[Task objective] Count how many lines in the entries below contain the string "tine", treating uppercase and lowercase letters as different. Give only the number.

Object point labels
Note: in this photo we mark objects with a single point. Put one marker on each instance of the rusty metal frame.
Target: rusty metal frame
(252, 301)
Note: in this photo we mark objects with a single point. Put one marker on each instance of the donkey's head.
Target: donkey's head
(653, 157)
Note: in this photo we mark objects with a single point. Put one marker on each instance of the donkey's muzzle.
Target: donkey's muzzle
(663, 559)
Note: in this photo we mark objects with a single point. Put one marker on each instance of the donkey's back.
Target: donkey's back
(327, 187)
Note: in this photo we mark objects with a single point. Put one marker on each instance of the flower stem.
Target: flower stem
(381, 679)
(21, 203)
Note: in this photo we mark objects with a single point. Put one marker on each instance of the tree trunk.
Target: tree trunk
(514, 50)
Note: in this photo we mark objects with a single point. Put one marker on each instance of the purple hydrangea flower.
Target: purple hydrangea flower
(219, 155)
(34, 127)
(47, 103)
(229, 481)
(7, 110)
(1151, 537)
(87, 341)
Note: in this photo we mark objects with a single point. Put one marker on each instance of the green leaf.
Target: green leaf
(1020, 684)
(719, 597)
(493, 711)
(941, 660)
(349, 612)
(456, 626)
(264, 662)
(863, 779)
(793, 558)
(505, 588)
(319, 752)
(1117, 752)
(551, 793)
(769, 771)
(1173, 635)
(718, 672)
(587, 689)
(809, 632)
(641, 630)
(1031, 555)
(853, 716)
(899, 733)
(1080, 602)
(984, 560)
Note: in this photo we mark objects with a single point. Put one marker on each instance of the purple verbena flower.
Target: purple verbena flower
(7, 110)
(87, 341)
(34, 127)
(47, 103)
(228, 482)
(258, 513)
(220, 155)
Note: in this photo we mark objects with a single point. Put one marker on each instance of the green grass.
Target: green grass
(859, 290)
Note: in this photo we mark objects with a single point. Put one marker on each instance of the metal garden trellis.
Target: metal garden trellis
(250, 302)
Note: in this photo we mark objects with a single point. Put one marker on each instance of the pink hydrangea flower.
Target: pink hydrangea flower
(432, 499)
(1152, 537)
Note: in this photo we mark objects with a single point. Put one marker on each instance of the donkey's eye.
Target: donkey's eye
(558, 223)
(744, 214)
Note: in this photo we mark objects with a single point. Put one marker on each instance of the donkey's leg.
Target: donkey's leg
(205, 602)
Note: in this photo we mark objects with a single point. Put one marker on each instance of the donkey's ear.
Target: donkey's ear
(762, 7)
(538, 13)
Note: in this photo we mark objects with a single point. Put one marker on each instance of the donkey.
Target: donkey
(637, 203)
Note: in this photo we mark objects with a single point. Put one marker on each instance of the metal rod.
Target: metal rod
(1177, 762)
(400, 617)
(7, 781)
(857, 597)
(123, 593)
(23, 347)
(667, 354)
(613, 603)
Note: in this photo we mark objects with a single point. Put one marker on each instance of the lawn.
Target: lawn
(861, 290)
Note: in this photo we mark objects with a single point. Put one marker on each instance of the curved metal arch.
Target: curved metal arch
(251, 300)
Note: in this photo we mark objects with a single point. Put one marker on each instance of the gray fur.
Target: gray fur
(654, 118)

---

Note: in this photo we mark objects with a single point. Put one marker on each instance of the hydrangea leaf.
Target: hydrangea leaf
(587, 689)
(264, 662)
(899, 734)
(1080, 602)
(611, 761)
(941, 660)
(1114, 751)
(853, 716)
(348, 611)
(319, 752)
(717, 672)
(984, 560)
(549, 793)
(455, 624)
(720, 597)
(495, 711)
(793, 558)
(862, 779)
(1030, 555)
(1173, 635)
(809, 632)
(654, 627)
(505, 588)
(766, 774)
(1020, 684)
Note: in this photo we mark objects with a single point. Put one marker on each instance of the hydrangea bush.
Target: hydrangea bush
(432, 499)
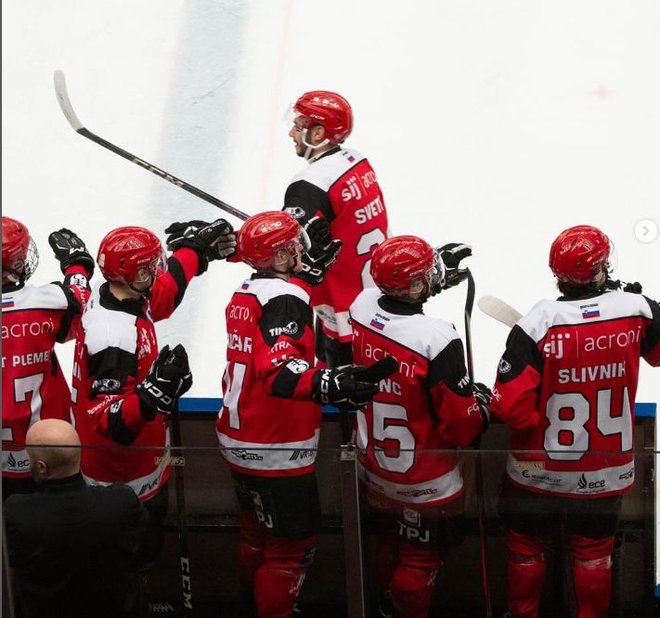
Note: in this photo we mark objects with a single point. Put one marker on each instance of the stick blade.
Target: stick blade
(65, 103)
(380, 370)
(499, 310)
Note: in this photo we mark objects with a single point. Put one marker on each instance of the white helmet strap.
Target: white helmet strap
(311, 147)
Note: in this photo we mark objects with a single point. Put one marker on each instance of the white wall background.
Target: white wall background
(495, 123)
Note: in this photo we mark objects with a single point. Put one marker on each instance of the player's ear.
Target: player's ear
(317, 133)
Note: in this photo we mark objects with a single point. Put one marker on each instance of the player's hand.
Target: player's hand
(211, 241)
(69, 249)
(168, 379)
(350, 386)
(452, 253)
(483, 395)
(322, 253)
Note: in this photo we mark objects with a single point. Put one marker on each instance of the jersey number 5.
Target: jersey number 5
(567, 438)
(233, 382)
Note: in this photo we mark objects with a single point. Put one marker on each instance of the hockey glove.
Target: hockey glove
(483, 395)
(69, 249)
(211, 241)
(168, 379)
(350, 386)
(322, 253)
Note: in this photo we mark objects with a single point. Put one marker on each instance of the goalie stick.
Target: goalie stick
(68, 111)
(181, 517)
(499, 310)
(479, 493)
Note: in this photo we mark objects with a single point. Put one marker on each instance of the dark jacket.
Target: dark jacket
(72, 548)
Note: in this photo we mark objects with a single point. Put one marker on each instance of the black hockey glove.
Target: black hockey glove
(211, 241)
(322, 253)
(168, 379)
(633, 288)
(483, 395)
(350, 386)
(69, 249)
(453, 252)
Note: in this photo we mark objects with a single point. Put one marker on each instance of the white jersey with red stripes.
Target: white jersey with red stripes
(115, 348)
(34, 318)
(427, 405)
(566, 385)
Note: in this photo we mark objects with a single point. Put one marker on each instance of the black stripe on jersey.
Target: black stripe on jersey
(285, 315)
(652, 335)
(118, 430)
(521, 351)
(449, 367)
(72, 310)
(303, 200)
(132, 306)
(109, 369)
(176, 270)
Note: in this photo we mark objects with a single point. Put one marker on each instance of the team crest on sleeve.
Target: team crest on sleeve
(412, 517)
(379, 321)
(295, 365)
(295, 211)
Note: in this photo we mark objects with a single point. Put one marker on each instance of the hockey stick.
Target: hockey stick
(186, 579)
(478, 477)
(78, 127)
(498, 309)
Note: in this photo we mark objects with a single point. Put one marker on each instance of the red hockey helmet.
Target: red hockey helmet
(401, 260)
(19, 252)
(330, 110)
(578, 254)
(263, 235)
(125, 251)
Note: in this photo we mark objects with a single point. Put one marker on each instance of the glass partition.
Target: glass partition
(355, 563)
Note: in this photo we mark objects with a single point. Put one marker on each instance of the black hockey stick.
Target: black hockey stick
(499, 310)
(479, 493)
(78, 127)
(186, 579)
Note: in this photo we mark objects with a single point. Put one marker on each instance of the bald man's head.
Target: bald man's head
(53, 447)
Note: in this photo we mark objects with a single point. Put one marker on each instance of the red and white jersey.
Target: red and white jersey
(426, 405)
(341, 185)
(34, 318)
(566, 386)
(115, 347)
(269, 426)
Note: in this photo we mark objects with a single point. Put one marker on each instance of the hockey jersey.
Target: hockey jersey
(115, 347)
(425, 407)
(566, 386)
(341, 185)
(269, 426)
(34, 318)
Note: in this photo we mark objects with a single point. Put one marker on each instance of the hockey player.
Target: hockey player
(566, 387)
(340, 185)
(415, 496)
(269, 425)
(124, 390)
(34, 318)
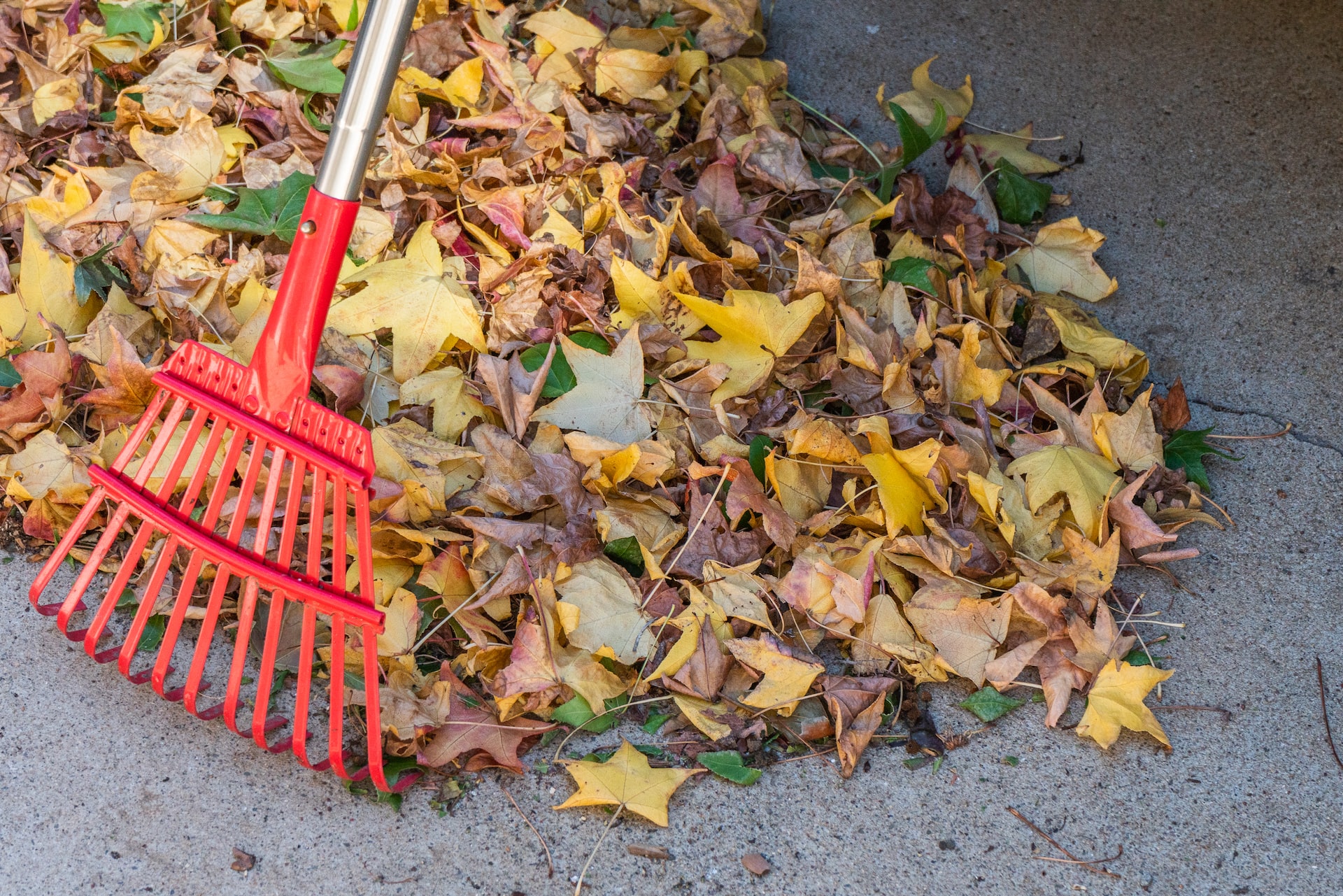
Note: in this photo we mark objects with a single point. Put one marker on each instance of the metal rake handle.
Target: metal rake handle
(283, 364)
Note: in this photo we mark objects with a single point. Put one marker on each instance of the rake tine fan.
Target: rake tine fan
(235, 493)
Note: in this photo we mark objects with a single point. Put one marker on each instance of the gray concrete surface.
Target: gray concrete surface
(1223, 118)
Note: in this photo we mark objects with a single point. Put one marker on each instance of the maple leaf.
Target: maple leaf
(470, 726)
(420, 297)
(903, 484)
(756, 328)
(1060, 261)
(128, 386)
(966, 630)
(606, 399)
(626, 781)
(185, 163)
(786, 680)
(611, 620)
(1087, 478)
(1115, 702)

[Full solution] 2